• **EXERCISE INSTRUCTIONS**
Take each line of the data that contains the string "building" and copy it.

• **DATA**
○ ○ ○ ○ ○ ○ ○

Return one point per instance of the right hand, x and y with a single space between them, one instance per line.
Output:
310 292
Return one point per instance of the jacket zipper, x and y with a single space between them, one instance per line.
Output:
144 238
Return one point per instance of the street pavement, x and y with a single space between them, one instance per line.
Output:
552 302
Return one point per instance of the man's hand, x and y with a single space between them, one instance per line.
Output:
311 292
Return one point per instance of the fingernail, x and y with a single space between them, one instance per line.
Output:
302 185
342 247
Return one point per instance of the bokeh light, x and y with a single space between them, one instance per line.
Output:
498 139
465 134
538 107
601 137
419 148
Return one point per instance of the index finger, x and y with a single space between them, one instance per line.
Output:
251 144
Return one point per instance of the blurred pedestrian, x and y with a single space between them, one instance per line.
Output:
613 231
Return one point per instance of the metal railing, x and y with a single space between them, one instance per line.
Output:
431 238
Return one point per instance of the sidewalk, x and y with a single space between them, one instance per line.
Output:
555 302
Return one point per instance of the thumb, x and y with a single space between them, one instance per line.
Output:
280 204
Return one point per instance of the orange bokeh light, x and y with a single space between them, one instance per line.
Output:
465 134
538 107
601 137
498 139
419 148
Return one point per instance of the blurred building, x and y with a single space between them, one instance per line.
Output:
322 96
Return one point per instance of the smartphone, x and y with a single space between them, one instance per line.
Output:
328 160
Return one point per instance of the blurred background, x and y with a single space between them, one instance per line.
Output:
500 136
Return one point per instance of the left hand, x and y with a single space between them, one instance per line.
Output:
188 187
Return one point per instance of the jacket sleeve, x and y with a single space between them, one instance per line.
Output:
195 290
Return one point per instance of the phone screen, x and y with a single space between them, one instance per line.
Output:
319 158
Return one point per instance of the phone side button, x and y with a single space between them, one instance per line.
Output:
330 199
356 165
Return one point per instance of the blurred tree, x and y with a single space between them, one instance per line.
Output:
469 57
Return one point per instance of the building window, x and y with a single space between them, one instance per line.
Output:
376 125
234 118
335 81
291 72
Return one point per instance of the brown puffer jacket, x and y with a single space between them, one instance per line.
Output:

○ ○ ○ ○ ○ ○ ○

• **RESULT FOR THIS TASK**
Return one point per instance of the blurred building, x and y with a single space between them, one instance per line.
Return one point per instance of the building window, x and y with a single space between them, one instance per line.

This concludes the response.